[Begin RECORDS FOR THE TASK]

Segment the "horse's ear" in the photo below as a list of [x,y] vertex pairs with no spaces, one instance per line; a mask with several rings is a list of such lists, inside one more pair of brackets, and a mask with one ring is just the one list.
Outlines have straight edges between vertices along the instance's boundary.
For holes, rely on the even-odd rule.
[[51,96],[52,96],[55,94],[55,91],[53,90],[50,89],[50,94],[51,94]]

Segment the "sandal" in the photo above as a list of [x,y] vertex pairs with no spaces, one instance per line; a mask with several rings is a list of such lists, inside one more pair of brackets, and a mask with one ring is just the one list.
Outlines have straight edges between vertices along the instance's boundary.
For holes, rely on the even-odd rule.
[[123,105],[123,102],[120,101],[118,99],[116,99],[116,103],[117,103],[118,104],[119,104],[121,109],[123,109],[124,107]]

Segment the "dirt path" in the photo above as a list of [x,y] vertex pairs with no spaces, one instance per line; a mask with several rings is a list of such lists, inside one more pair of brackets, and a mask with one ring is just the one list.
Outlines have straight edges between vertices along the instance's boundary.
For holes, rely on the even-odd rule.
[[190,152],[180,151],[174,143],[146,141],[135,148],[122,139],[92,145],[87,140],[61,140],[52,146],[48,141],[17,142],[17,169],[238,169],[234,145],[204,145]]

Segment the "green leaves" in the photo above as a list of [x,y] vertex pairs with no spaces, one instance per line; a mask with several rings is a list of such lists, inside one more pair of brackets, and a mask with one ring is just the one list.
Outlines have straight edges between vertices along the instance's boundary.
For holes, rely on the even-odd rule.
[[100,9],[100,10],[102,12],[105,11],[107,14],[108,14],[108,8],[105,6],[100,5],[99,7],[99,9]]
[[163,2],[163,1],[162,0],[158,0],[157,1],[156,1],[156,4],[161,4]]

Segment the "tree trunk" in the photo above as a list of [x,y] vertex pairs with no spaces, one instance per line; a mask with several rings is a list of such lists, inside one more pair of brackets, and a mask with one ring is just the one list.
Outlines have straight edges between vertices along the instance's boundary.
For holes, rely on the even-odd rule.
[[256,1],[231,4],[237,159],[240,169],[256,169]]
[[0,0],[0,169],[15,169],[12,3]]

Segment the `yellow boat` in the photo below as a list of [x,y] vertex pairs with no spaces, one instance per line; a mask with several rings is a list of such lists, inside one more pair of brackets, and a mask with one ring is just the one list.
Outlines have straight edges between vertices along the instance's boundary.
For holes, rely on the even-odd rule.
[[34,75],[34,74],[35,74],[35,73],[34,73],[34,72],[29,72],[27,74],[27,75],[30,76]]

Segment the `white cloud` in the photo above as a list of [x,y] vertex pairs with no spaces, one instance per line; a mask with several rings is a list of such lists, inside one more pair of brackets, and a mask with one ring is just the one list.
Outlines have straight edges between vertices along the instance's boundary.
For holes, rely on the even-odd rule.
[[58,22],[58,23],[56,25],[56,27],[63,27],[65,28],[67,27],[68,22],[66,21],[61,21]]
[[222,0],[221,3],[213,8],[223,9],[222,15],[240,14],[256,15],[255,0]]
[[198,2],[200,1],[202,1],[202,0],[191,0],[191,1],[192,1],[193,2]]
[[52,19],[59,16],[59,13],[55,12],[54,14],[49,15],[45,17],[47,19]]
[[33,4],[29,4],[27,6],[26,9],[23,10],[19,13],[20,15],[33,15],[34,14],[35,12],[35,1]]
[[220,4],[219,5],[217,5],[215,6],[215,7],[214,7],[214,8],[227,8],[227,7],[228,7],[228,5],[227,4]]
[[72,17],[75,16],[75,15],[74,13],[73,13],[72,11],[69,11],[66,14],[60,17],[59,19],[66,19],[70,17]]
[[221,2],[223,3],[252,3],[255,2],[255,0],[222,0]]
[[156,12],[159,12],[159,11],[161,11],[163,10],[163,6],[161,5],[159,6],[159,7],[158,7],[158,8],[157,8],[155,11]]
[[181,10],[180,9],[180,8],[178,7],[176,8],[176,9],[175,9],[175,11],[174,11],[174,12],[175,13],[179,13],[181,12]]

[End RECORDS FOR THE TASK]
[Begin RECORDS FOR THE TASK]

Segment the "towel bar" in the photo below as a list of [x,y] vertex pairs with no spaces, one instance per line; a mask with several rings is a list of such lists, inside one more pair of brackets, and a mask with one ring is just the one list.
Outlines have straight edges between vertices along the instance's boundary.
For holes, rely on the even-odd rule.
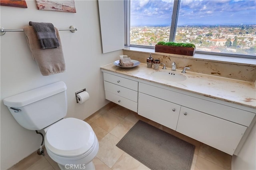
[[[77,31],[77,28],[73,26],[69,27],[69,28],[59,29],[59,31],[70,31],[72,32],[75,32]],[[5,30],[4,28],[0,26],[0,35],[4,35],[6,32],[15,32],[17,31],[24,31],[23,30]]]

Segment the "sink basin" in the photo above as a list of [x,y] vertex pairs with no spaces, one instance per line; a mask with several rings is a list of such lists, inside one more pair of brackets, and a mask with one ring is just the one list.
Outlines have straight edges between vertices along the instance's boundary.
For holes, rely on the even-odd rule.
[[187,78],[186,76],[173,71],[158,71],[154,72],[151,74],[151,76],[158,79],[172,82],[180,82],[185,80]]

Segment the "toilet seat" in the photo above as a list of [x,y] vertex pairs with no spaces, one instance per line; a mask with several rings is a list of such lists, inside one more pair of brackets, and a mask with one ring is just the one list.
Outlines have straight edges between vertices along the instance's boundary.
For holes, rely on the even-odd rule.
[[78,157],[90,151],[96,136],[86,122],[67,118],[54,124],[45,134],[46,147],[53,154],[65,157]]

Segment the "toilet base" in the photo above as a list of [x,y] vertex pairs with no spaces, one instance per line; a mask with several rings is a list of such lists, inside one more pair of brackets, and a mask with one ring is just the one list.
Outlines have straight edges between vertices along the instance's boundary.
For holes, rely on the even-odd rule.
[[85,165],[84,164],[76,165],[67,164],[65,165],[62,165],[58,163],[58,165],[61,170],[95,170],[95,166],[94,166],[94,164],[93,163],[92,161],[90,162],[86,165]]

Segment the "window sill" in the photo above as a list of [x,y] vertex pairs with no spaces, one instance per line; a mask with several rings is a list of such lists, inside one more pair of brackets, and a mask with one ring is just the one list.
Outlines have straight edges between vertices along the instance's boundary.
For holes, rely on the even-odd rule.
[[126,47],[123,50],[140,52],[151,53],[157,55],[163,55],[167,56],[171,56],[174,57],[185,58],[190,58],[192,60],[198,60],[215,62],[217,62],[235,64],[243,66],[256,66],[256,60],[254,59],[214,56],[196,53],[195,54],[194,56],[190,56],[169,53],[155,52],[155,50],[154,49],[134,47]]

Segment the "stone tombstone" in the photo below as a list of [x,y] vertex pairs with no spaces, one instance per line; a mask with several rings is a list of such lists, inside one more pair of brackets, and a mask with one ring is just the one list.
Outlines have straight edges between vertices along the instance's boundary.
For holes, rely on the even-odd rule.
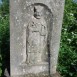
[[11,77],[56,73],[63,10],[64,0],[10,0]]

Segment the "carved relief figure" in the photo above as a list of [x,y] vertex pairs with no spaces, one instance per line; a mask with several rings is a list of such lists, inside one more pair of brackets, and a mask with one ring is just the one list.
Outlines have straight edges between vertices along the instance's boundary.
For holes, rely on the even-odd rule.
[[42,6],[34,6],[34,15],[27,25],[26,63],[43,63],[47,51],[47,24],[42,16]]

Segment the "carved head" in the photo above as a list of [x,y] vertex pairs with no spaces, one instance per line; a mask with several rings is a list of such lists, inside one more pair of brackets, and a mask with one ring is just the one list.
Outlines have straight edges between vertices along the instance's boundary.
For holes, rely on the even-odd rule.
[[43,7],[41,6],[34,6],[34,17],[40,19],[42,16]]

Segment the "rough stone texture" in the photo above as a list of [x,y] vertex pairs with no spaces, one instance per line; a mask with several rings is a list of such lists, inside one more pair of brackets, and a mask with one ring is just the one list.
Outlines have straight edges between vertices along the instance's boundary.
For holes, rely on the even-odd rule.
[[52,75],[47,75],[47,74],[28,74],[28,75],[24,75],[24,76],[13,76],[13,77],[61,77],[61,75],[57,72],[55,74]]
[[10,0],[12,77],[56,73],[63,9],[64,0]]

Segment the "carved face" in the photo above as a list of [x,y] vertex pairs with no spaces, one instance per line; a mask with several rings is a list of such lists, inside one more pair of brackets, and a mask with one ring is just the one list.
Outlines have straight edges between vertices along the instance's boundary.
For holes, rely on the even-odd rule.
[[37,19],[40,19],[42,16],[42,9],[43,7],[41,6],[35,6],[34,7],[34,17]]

[End RECORDS FOR THE TASK]

SHORT TASK:
Show every line of the items above that contains the word "green", copied in full. Case counts.

SOLUTION FOR THIS TASK:
Segment the "green leaves" in the photo above as a list of [x,y] vertex pairs with no spaces, one instance per line; a mask with several rings is a list of such lists, inside one more pair of brackets, and a mask with one ring is just the one list.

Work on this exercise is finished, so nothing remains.